== PAGE EXCERPT ==

◇ ◇ ◇ ◇ ◇

Mr. Peter Temple-Morris (Leominster)

I am grateful for this opportunity to raise the subject of accommodation for gipsies. The last time the Minister and I clashed, if I may use the word, in an Adjournment debate was two years ago. We have a distinct improvement on the then situation, since we are beginning this debate four hours earlier.

I am sorry to drag the Minister back to the realms of reality from discussing vatican cardinals, polygamous birds and other delightful bird species. However, if I may now become serious, we are in this debate dealing with a national problem. We all have this problem in our constituencies, but I shall attempt to approach the matter on a national basis. I shall quote examples in my constituency to decorate the national picture.

I know that the Minister has spent much time on this subject, particularly since April of this year. He has travelled the country and held consultations following the publication of the Cripps Report. Therefore, it is fitting that this debate should take place so that we may hear the Minister's views.

Let me at the outset, give some figures and the Minister may be able to give the latest figures when he replies to the debate. Following the Caravan Sites Act 1968 there are now 133 local authority sites, which means that there are pitches for 2,131 caravans. That means that this is a sufficient number to accommodate only one quarter of the gipsy population. That leaves about 6,000 gipsy families on the loose throughout the length and breadth of these islands, and that underlines the extent of the problem. Therefore, in spite of all the action and efforts since 1968, local authorities can still cope with only a quarter of the gipsy population.

On a local level, I wish to refer to my Division of Leominster, which in essence is North Herefordshire. In the old county of Herefordshire there are no sites at all. There are some sites in Worcestershire, but the old Herefordshire County Council did not take the necsessary decision. The new authority of Hereford and Worcester has still taken no decision on the issue.

We have a stalemate situation typical of the position in many other areas in the country. Because many authorities have not provided sufficient sites, or in my case no sites, they are unable to move on gipsies or travellers generally. They cannot do so because of diktats laying down that such travellers are not able to be moved elsewhere because that would create problems in other areas, particularly when there are no sites for them to go to in the first place.

The rest of the statement is that for many gipsies there is just nowhere legally they can go.

The net position is that those travellers are on the highways and byways of Herefordshire, as they are in most other counties. The problem is gradually mounting, and yesterday the subject was featured at Question Time when transport matters were being dealt with. One hon. Member complained bitterly about the state of a lay-by in his constituency, and he was backed by hon. Members from both sides of the House who had similar problems.

◇ ◇ ◇ ◇ ◇

== INFORMATION SHOWN ==
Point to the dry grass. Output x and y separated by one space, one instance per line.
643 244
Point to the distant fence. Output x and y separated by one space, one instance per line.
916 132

◇ ◇ ◇ ◇ ◇

== THINGS TO DO ==
a) Name every topic that the speaker in the speech on accommodation for gipsies apologizes for drawing the Minister away from.
b) Summarize the speech on accommodation for gipsies in two sentences.
c) Reproduce the stretch of the speech on accommodation for gipsies from "I am grateful" through "the national picture.".

== RESULTS FOR THE EXERCISE ==
a)
- vatican cardinals
- polygamous birds
- other delightful bird species

b) The speaker treats accommodation for gipsies as a national problem: since the Caravan Sites Act 1968 there are 133 local authority sites with pitches for 2,131 caravans, enough for only a quarter of the gipsy population, which leaves about 6,000 families with no place. In his Leominster division the old county of Herefordshire has no sites at all, so authorities cannot move travellers on, and they remain on the highways and byways of the county.

c)
I am grateful for this opportunity to raise the subject of accommodation for gipsies. The last time the Minister and I clashed, if I may use the word, in an Adjournment debate was two years ago. We have a distinct improvement on the then situation, since we are beginning this debate four hours earlier.

I am sorry to drag the Minister back to the realms of reality from discussing vatican cardinals, polygamous birds and other delightful bird species. However, if I may now become serious, we are in this debate dealing with a national problem. We all have this problem in our constituencies, but I shall attempt to approach the matter on a national basis. I shall quote examples in my constituency to decorate the national picture.